• Fragmento del texto
────────────────────
Lo que he visto, oído y aprendido..., el último libro de Giorgio Agamben, no se parece a nada de lo que el destacado filósofo italiano haya escrito antes. En las antípodas de sus sesudas -aunque mundialmente exitosas- investigaciones, como La epidemia como política, Opus Dei y Lo que resta de Auschwitz, esta vez decide apartarse de las rígidas estructuras académicas para dar forma a un libro ágil en el que comparte toda la sabiduría que adquirió con el solo hecho de entrenar la mirada.
“En Roma he oído a alguien decir que la Tierra es el infierno de otro planeta desconocido y nuestra vida es el castigo que sufren los condenados allá arriba por sus culpas. Pero, entonces, ¿por qué el cielo y las estrellas y el canto de los grillos? A menos que se piense que, para hacer el castigo aún más atroz y sutil, el infierno ha sido colocado exactamente en el paraíso”, escribe en una de las primeras entradas.
El libro se divide en dos partes. Por un lado, “Lo que he visto, oído y aprendido...”, en la que enumera anécdotas cortas y concretas que dan cuenta de cómo las personas que conoció, los lugares que visitó y el arte que disfrutó tuvieron un rol fundamental en su formación intelectual. Pero la segunda parte, “Lo que no he visto, oído ni aprendido...”, tal vez sea todavía más reveladora, aun en su misterio.
Ahí, Agamben parte del rescate de uno de sus escritos infantiles que su madre había guardado por años en un cajón. “La hoja contenía la descripción precisa de lo que entonces claramente me parecía que constituía el centro secreto de mi pensamiento”, afirma el filósofo, que se obsesionó con ese texto, su “único recuerdo verdadero”.
Puede leerse en la contratapa de Lo que he visto, oído y aprendido..., editado por Adriana Hidalgo: “Son últimas o penúltimas palabras, escritas a toda prisa, como por quien toma notas para su testamento, pero al final se da cuenta de que no tiene herederos. Su vida ha pasado como un relámpago y el atisbo de luz ha dejado ver muy poco. ¿Qué ha visto en ese destello, a qué ha permanecido fiel, qué ha quedado de los lugares, de los encuentros, de los amigos, de los maestros?”.
“Lo que he visto, oído y aprendido...” (fragmento)
En San Giacomo da l’Orio he oído las campanas. De los dos modos que los religiosos han elegido para llamar a su pueblo, la voz y las campanas, este último me resulta tan familiar que no puedo escucharlo sin sentir ternura. La voz es demasiado directa y en su llamarme precisamente a mí, casi indiscreta. Las campanas, en cambio, no profieren palabras que deban ser entendidas, no llaman, mucho menos a mí. Me acompañan, me envuelven con ese repique impetuoso suyo, que luego tan suavemente –sin razón alguna, como había empezado– se va aplacando. Que pueda decirse algo sin necesidad de hablar: esto significan para mí las campanas, esto lo he oído en San Giacomo da l’Orio.
────────────────────
• Datos proporcionados
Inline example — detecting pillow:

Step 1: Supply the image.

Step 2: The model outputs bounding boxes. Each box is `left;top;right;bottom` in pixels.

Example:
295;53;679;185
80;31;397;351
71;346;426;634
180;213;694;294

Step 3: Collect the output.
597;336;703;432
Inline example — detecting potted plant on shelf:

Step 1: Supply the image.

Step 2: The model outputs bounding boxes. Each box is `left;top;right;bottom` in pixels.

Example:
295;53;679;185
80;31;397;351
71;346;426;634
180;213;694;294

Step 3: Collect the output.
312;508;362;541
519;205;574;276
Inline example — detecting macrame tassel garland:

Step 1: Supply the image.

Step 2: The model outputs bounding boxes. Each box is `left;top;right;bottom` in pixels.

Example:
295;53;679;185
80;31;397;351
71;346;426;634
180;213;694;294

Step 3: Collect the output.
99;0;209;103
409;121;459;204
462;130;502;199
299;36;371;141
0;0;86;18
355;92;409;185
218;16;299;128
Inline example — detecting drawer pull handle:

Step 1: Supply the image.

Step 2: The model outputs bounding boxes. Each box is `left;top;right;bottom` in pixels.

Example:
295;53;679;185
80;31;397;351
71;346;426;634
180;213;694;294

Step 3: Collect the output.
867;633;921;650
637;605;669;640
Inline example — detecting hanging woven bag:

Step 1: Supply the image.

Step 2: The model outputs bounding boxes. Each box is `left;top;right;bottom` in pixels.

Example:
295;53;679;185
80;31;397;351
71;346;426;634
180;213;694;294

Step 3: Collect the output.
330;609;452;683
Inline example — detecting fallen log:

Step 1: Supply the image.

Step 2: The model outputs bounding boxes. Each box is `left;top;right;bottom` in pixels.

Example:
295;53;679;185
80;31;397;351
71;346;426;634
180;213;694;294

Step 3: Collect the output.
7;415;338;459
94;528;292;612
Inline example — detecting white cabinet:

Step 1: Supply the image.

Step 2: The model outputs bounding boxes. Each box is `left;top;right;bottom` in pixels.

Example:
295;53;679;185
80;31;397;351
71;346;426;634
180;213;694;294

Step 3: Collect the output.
────────────────────
• Ejercicios propuestos
1. Responde estas preguntas a partir del texto sobre el libro de Agamben:
(a) ¿En cuántas partes se divide el libro?
(b) ¿Dónde había guardado su madre el escrito infantil de Agamben?
(c) ¿Qué editorial publicó el libro?
2. Prosigue, por favor, el texto sobre el libro de Agamben a partir de su última oración.

• Ejercicios resueltos
1.
(a) En dos partes.
(b) En un cajón.
(c) Adriana Hidalgo.

2.
En Roma he oído a alguien decir que la Tierra es el infierno de otro planeta desconocido y nuestra vida es el castigo que sufren los condenados allá arriba por sus culpas. Pero, entonces, ¿por qué el cielo y las estrellas y el canto de los grillos? A menos que se piense que, para hacer el castigo aún más atroz y sutil, el infierno ha sido colocado exactamente en el paraíso.
En Grishneshwar, precisamente en el umbral del templo, he visto una cabrita esbelta, vacilante y divina. Después de haberme observado interrogante durante algunos segundos, siguió velozmente su camino.
Con Giovanni he aprendido que uno puede enamorarse de los propios errores hasta hacer de ellos una razón de vida, pero que, al final, esto significa que la verdad no podrá aparecerse ante nosotros más que como voluntad de morir. Y es desde Bachelard que no existe una verdad primera, existen solo errores primeros. La verdad es siempre última, o penúltima.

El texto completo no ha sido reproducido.